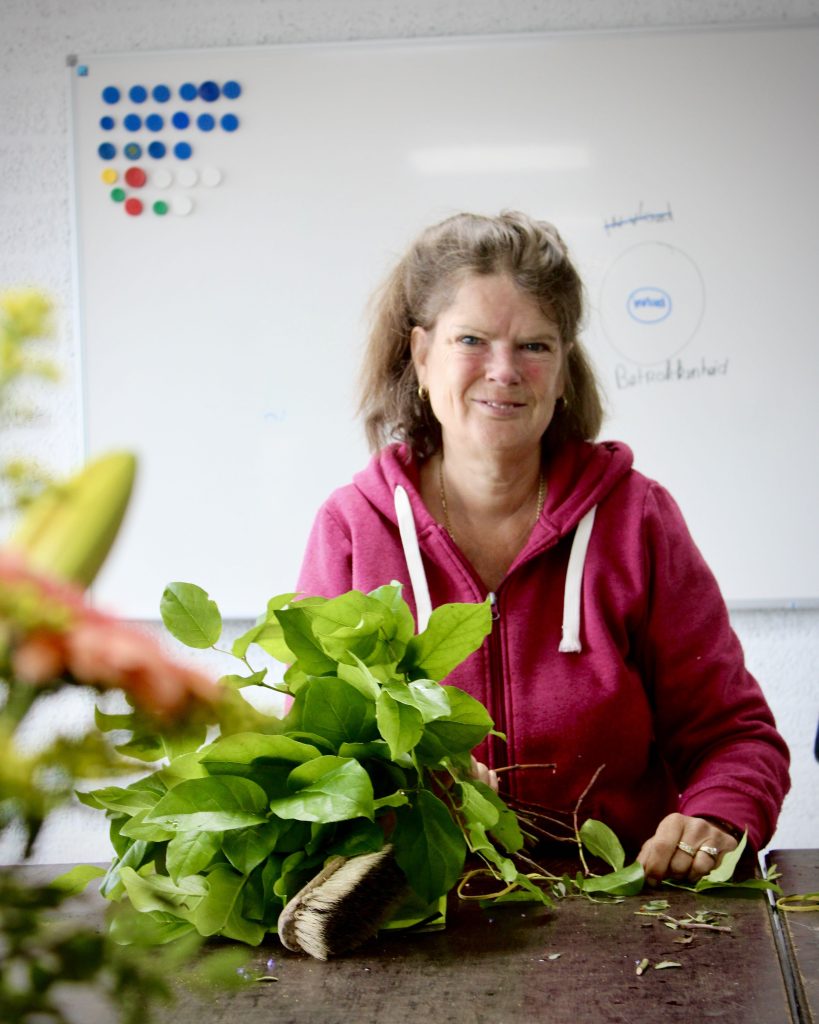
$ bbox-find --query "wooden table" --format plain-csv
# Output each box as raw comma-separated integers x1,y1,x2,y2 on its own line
39,851,819,1024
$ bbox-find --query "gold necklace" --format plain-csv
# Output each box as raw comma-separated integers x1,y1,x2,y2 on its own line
438,458,546,540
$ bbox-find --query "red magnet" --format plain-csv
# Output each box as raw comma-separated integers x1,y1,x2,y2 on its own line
125,167,147,188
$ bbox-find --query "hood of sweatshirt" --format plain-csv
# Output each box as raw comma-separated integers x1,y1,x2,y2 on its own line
353,441,634,554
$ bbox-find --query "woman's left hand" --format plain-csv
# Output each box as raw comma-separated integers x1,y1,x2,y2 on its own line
637,814,737,885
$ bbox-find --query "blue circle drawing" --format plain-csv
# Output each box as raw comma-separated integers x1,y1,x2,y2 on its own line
627,286,672,324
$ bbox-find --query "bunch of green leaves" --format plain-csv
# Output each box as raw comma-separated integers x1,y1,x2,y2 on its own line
80,584,549,945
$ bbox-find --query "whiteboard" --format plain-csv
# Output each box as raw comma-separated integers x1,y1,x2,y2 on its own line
69,28,819,618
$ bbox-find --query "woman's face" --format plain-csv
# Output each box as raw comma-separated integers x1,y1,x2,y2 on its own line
412,274,565,455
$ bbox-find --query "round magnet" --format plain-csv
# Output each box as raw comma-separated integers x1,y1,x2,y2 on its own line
176,166,199,188
125,167,147,188
202,167,222,188
171,196,193,217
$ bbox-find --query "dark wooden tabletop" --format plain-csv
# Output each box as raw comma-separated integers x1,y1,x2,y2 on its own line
38,851,817,1024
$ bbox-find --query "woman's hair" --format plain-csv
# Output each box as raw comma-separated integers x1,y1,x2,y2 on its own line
359,211,603,458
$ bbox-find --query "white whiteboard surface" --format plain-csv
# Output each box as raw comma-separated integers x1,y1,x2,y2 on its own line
70,29,819,618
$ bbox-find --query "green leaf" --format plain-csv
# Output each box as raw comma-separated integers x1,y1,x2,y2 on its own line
376,689,424,760
51,864,105,896
146,775,267,831
416,686,492,764
165,829,221,882
270,761,375,822
298,678,376,749
399,600,492,682
222,820,283,874
201,732,321,774
576,861,645,896
580,818,626,871
392,790,467,902
160,583,222,648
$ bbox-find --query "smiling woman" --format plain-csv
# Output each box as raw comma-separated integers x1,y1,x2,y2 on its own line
299,207,789,881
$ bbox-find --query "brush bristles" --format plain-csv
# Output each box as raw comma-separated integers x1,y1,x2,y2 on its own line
278,846,408,959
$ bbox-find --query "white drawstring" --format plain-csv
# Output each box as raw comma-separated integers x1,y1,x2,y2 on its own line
558,505,597,654
393,484,432,633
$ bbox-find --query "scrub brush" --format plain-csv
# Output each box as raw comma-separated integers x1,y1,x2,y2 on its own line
276,845,410,959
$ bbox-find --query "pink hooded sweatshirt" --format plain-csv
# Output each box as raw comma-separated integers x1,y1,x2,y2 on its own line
299,442,789,852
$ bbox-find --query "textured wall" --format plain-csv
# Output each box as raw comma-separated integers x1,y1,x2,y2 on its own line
0,0,819,861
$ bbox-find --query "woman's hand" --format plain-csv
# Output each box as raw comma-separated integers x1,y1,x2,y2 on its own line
472,756,498,793
637,814,737,885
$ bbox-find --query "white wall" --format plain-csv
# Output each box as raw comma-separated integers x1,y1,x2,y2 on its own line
0,0,819,862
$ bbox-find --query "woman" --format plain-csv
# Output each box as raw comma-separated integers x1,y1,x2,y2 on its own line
299,213,789,882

What needs to be done
Copy every line from the start of the data down to the line containing "70,29,819,618", both ends included and requests kept as they are. Multiply each bounding-box coordinate in the answers by 1.6 and round it to a whole number, rounding halves up, and leave the pictures out.

Response
$ bbox-find --query "wooden table" --format plain-csv
# Output each box as raw comma-separated integers x1,y1,x2,y2 on its own line
62,1362,1310,1638
$ bbox-find --query "gold necklace" --format plain-csv
# Output each box as raw comma-separated integers x1,y1,x2,y2 on its own line
701,733,874,864
$ bbox-find --query "red magnet" --format plain-csv
# Output each box as raw comma-separated integers x1,y1,x2,y2 on its own line
200,267,235,301
$ bbox-find --query "hood of sweatshirt" --format plain-csv
# Output each box as raw comma-separated integers x1,y1,x2,y2 on its own line
565,706,1014,886
$ bbox-find --query "woman's left hand" --format plain-csv
# Output each box as raw comma-separated integers x1,y1,x2,y2 on its own line
1019,1302,1179,1416
$ bbox-find --query "blue circle drawing" --format plain-csv
# Output each box as raw comma-separated integers x1,y1,x2,y2 on its own line
1003,458,1075,518
$ bbox-find --query "bunch of green leaves" --format plain-csv
# Output each box as raw comma-separated integers x1,y1,x2,y2 on its own line
128,934,878,1512
$ bbox-find --query "whiteboard" --format plain-csv
# Output each box as raw comma-separated integers x1,y1,x2,y2 on its own line
110,45,1310,989
$ bbox-find --query "woman's face" --format plain-csv
# Output each box as raw comma-separated integers x1,y1,x2,y2 on its own line
659,438,904,728
$ bbox-find --query "round magnet" --format plain-csv
# Output each box as raw comma-separated integers x1,y1,x2,y2 on its own line
282,266,318,301
200,267,235,301
323,267,355,301
274,314,309,347
$ bbox-find --query "dark wooden tabletop" --format plain-csv
# Output each box as raw comma-separated integers x1,y1,x2,y2 on its own line
61,1362,1307,1638
$ bbox-find --query "woman's hair" --format plain-csv
# Output each box as raw comma-separated integers x1,y1,x2,y2 on its own line
574,338,965,733
$ bbox-find --query "white whiteboard surface" --format plain-csv
# Output each box as raw comma-separated integers x1,y1,x2,y2 on its own line
112,46,1310,989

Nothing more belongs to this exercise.